TO BE DONE - Change "even-odd" to "nonzero" in the listing lines starting with the line that contains "[outline] green leafy tree" and going on through the line that contains "[[[120,287],[79,252],[41,235],[0,238],[0,305],[117,306]]]". Give back only those lines, with nothing else altered.

EXTRACTED MATERIAL -

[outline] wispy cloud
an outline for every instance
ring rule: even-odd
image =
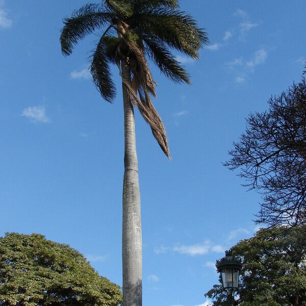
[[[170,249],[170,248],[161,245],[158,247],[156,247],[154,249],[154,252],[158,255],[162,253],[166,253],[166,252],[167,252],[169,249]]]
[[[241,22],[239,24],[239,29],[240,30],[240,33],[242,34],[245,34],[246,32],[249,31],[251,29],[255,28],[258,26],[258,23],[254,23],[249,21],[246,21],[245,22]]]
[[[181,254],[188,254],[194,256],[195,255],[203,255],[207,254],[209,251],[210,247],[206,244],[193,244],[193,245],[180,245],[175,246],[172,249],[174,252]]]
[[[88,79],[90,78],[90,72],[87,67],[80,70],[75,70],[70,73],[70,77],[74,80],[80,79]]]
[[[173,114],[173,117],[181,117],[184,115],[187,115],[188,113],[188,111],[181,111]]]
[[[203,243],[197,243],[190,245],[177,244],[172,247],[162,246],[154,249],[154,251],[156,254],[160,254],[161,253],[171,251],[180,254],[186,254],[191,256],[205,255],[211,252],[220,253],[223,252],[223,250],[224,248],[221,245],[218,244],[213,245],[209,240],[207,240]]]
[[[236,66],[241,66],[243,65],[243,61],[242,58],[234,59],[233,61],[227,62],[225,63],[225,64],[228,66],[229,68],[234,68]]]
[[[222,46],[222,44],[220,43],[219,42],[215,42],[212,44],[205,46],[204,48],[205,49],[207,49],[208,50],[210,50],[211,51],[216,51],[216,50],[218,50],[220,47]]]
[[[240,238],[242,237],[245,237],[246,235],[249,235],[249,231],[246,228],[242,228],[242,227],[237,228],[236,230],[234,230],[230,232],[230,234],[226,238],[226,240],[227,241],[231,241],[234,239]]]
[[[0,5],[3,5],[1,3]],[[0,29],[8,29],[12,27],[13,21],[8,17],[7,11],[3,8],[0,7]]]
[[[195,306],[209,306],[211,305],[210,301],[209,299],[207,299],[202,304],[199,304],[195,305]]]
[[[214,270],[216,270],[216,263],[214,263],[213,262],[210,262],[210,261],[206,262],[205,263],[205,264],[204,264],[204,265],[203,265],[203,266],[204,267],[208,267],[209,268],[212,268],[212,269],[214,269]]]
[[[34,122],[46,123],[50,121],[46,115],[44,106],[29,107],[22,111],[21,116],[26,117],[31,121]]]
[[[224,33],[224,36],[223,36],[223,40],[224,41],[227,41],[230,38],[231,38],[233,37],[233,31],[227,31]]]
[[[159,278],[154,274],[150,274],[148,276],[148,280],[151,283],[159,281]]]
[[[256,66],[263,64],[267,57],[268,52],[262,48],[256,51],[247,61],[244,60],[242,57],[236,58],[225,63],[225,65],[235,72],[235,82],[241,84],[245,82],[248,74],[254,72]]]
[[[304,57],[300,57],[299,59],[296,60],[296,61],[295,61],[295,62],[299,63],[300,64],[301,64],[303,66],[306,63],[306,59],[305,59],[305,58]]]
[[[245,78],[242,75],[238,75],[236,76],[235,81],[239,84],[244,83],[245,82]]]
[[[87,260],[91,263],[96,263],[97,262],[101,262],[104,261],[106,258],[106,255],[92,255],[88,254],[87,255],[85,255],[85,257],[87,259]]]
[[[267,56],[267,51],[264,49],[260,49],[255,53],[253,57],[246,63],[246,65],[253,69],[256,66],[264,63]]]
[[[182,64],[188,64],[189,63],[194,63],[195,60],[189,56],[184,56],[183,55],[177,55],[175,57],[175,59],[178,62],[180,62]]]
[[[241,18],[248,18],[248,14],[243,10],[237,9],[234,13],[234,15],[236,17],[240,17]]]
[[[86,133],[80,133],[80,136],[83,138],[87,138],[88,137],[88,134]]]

...

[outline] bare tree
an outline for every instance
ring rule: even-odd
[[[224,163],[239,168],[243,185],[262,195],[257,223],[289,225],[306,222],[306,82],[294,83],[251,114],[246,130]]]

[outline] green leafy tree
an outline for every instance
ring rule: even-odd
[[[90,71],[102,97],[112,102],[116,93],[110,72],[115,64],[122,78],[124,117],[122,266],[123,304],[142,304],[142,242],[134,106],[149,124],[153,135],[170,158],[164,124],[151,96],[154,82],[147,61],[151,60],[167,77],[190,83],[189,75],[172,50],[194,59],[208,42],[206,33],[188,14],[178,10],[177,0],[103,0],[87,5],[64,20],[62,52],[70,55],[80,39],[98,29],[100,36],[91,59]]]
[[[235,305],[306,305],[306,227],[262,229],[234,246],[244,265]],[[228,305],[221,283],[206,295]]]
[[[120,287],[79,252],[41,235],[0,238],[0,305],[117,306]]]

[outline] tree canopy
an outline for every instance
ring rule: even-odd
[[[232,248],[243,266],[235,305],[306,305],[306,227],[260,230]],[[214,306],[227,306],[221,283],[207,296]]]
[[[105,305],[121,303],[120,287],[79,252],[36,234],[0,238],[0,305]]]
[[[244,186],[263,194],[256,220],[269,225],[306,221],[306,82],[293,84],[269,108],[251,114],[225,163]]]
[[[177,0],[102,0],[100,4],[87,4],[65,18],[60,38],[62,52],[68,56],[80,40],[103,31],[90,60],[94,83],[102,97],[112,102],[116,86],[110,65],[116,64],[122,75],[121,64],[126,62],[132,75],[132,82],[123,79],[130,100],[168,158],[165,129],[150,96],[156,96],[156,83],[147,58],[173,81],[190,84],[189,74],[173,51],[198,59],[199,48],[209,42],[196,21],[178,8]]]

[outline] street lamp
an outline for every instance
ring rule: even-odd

==

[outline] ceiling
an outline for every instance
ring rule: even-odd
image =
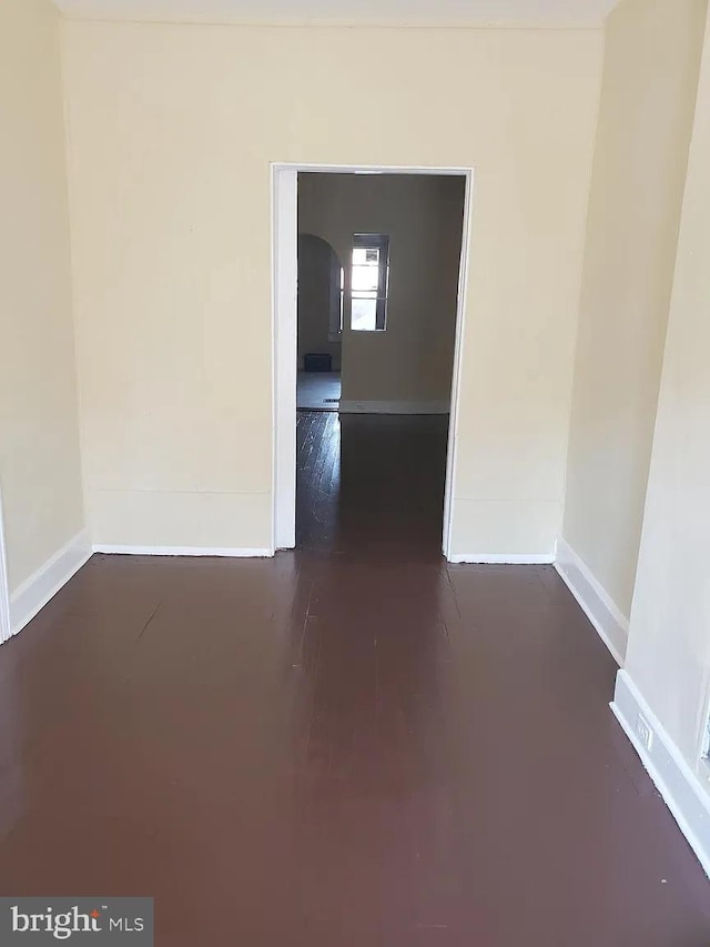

WRITTEN ANSWER -
[outline] green leafy tree
an outline for every instance
ring rule: nonzero
[[[90,71],[102,97],[112,102],[116,93],[110,72],[115,64],[122,78],[124,117],[122,266],[123,304],[142,304],[142,242],[134,106],[149,124],[153,135],[170,158],[164,124],[151,96],[154,82],[147,61],[151,60],[167,77],[190,83],[189,75],[172,50],[194,59],[208,42],[206,33],[188,14],[178,10],[177,0],[103,0],[87,5],[64,20],[62,52],[70,55],[80,39],[98,29],[100,36],[91,59]]]
[[[235,305],[306,305],[306,227],[262,229],[234,246],[244,265]],[[228,305],[221,283],[206,295]]]
[[[120,287],[79,252],[41,235],[0,238],[0,305],[117,306]]]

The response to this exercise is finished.